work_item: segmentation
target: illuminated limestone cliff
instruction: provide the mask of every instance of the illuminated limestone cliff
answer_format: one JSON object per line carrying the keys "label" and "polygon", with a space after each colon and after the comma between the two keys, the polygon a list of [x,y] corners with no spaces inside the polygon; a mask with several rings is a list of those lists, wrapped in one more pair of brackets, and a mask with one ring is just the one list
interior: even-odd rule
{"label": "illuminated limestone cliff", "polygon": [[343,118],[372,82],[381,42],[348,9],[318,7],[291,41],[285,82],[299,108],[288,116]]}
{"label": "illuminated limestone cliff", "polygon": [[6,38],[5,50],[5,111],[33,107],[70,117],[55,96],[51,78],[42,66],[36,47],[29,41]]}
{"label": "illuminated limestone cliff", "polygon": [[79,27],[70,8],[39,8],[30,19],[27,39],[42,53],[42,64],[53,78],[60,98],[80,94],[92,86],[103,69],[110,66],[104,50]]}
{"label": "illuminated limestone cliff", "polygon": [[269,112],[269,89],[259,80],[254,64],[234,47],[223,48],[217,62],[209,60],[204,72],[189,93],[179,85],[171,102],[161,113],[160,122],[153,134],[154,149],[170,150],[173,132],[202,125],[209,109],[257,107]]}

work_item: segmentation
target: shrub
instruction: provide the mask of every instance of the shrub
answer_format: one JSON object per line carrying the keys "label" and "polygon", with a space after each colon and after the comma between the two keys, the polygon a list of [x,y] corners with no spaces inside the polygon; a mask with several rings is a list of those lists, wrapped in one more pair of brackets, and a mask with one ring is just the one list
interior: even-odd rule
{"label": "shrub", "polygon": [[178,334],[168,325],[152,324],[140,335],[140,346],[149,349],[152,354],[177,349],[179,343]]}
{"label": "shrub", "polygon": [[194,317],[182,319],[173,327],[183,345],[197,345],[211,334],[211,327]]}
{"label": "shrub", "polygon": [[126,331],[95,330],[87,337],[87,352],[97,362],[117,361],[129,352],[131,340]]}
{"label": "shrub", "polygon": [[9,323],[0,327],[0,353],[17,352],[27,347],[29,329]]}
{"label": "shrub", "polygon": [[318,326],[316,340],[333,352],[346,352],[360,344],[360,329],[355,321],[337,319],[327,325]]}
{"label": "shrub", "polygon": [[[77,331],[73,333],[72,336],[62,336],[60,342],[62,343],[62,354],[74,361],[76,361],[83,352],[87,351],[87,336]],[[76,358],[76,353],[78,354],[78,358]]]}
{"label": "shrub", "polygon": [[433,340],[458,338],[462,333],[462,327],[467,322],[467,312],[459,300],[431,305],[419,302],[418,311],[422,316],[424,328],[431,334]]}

+ + + +

• REQUIREMENTS
Can you transcribe the data above verbatim, from its very first line through the line that contains "the illuminated limestone cliff"?

• SOLUTION
work_item: segmentation
target: illuminated limestone cliff
instruction: provide the mask of every instance of the illuminated limestone cliff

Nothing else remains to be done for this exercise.